● **Exercise**
Print the listing as it stands, omitting all images.

● **Data for this exercise**
▼
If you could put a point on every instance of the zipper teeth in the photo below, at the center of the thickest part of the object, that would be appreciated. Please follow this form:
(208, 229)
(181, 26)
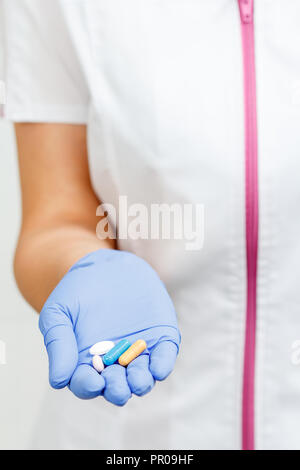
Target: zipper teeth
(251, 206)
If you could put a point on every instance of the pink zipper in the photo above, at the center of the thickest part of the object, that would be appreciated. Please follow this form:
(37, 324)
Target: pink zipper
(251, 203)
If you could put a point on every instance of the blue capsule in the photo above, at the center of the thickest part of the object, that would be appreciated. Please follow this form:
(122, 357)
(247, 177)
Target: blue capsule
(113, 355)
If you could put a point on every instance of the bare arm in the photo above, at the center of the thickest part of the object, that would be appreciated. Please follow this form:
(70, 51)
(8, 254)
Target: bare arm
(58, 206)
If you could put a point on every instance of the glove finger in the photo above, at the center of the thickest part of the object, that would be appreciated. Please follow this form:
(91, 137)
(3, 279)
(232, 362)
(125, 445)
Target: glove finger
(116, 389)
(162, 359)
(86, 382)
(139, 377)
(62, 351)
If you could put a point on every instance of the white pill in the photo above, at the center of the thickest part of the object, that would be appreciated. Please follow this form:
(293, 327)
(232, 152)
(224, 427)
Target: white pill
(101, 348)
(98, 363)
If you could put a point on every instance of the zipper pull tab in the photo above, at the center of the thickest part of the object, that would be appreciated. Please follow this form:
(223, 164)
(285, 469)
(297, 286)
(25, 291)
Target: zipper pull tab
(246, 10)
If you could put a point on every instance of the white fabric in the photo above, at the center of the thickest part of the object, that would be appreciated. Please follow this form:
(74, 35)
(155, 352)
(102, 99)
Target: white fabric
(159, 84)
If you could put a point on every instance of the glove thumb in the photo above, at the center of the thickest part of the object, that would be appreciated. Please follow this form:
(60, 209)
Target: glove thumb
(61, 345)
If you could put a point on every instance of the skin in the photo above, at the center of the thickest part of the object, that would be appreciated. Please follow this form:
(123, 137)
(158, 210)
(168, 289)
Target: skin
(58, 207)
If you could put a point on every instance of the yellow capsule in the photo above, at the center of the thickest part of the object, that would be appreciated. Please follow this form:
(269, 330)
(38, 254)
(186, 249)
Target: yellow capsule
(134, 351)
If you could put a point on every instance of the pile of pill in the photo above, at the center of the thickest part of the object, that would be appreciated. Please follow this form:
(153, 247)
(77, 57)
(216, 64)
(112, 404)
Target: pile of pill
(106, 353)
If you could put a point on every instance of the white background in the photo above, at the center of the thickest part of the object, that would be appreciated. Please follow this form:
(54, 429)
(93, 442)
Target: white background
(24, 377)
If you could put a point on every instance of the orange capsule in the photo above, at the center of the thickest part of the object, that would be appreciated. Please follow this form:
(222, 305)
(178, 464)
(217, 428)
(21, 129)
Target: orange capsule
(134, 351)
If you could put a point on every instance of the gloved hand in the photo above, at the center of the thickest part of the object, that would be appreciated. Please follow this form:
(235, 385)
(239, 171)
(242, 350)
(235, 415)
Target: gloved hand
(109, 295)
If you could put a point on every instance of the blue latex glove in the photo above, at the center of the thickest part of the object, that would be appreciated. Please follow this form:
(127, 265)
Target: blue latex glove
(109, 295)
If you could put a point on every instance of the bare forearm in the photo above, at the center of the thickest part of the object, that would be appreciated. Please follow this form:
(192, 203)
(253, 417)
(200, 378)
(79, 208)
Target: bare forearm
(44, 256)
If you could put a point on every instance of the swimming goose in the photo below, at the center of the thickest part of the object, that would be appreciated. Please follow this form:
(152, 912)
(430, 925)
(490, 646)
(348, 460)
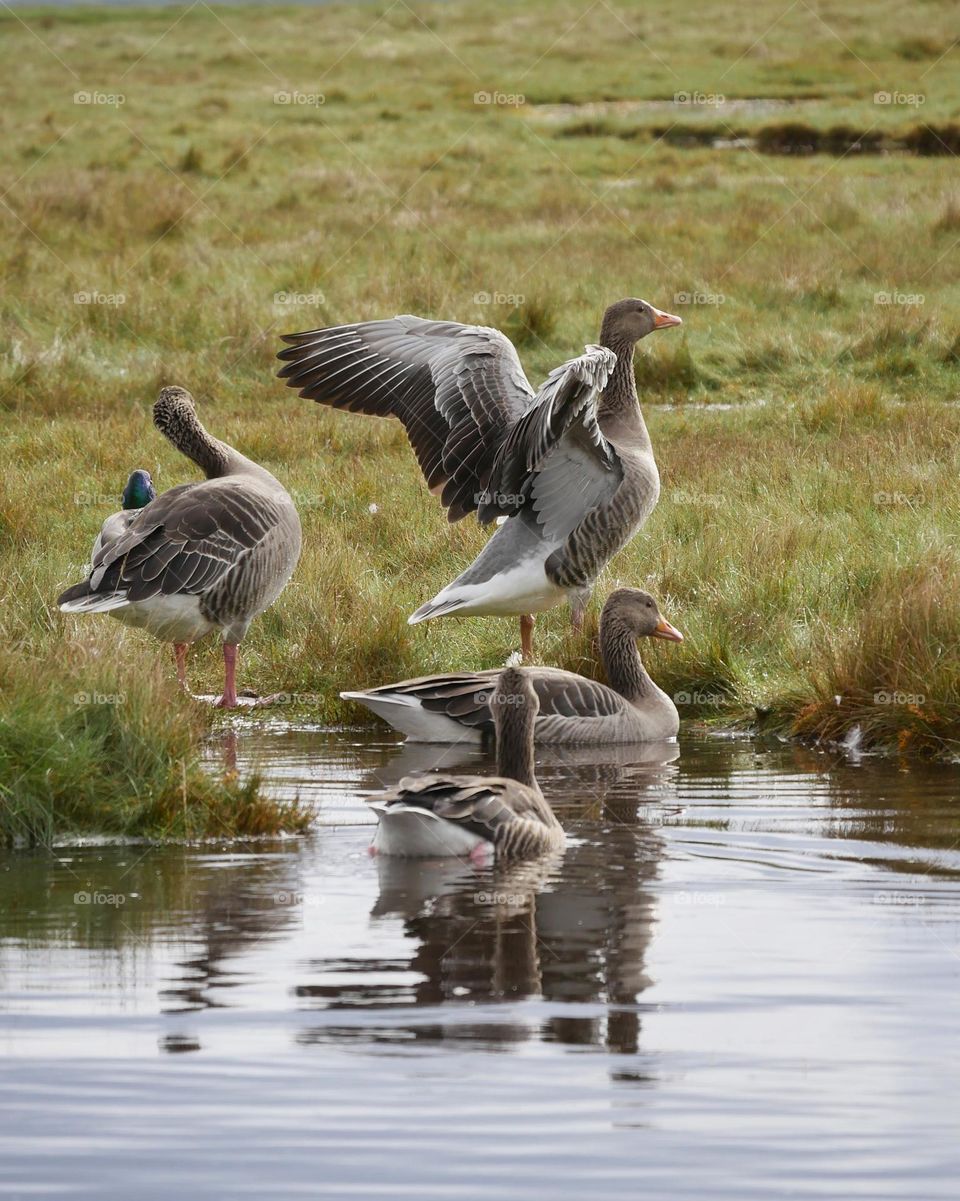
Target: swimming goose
▲
● **Complete output**
If you could put a point on every instance of the zipper teeth in the photo below, at the center of the thickest part of the object, that would be appreciated. Please follow this form:
(208, 229)
(181, 26)
Target: zipper teeth
(251, 206)
If you could put a point on every instance of the pink zipper in the photo above, at the center of the thickest part of the object, that would be appreciated. Please follow this form:
(37, 324)
Target: pink zipper
(251, 203)
If you could put a point on every instance of the blue capsule in the photo above, at the center of the thickest part of the object, that would be appreciated. Please follow this form:
(122, 357)
(247, 177)
Target: blue capsule
(113, 355)
If you could put a point on every instance of the bare arm in the photo above, at the center of the thickest part of the object, that would be appreciated. Please follow this form:
(70, 51)
(8, 254)
Target: bare arm
(58, 206)
If you could put a point on every instance of the glove finger in the photo above, at the center of the thickest part of the object, that would be appreciated. Please follow this form:
(91, 137)
(3, 279)
(232, 362)
(125, 445)
Target: glove finger
(116, 389)
(162, 359)
(86, 382)
(139, 377)
(62, 351)
If you could put a point on every instance of the white pill in the photo above, at the center of the thickest part of the object, that would be appreciated. Please follow this form:
(293, 327)
(232, 152)
(224, 427)
Target: white pill
(101, 348)
(98, 363)
If you could put a point on every instance of the zipper pull tab in the photo above, at the center of the thickest part of the object, that would be appreciated. Please follow this form:
(223, 164)
(285, 469)
(297, 286)
(25, 291)
Target: zipper pull tab
(246, 10)
If you could put a point on every instance of the white fabric in the photo above, at the center of the thickest part of the object, that would be appreciated. Please follow this form:
(74, 35)
(155, 352)
(102, 99)
Target: white fabric
(159, 84)
If you could put a point on every instance of the glove thumb in the photo above, at the center of the thickest part of the object, that would be appreciated. Please follow this form:
(60, 209)
Target: glove thumb
(61, 345)
If you could put a point on every instance of the skin in the photo above, at the center of the thickest part of the object, that would be appreciated. Please follow this form:
(123, 137)
(158, 210)
(168, 289)
Target: skin
(58, 207)
If you could put a point on every instance of the yellow capsule in the photo above, at the center of the thickest part of the object, that would be appreciated. Please follow this form:
(269, 330)
(38, 254)
(186, 249)
Target: yellow capsule
(134, 351)
If you could put a point on every instance of the pile of pill in the photo above, at the center of the thickest part of the object, that would be appreciated. Please follow this form:
(153, 247)
(77, 57)
(216, 64)
(112, 404)
Target: pile of pill
(106, 353)
If you could put a point on every instance of the white background in the photo above, at the center of the thickest part of the object, that would be appreciated. Please follow this form:
(54, 429)
(93, 442)
Target: white background
(24, 377)
If you could put a point on every instance of the orange capsule in the photo above, at the center of the thickest part of the object, that would be appreciated. Please follow this form:
(222, 305)
(178, 464)
(217, 428)
(21, 129)
Target: orange capsule
(134, 351)
If you could put a point on every instance of the gloved hand in the photo above, at the center of the thickest part of the object, that would be appreciated. Please follow this form:
(235, 385)
(239, 171)
(242, 350)
(235, 415)
Target: gloved hand
(109, 295)
If you could put a point on every instance of the blue latex glove in the photo above, at the center of the thickest part of the object, that would be appreciated. Please follow this form:
(127, 265)
Target: blue latex glove
(109, 295)
If you could put a point on every instance of the bare forearm in the photo above, at the center of the thickest part of the object, that would be appreciated. Please follow this form:
(192, 203)
(253, 417)
(200, 378)
(79, 208)
Target: bare forearm
(44, 256)
If you could put a point on every instance of the swimming goose in the photo below, at the center of the thickest part of the object, that would be appreciated. Please follow this form:
(152, 912)
(430, 925)
(490, 646)
(348, 460)
Target: swimming goose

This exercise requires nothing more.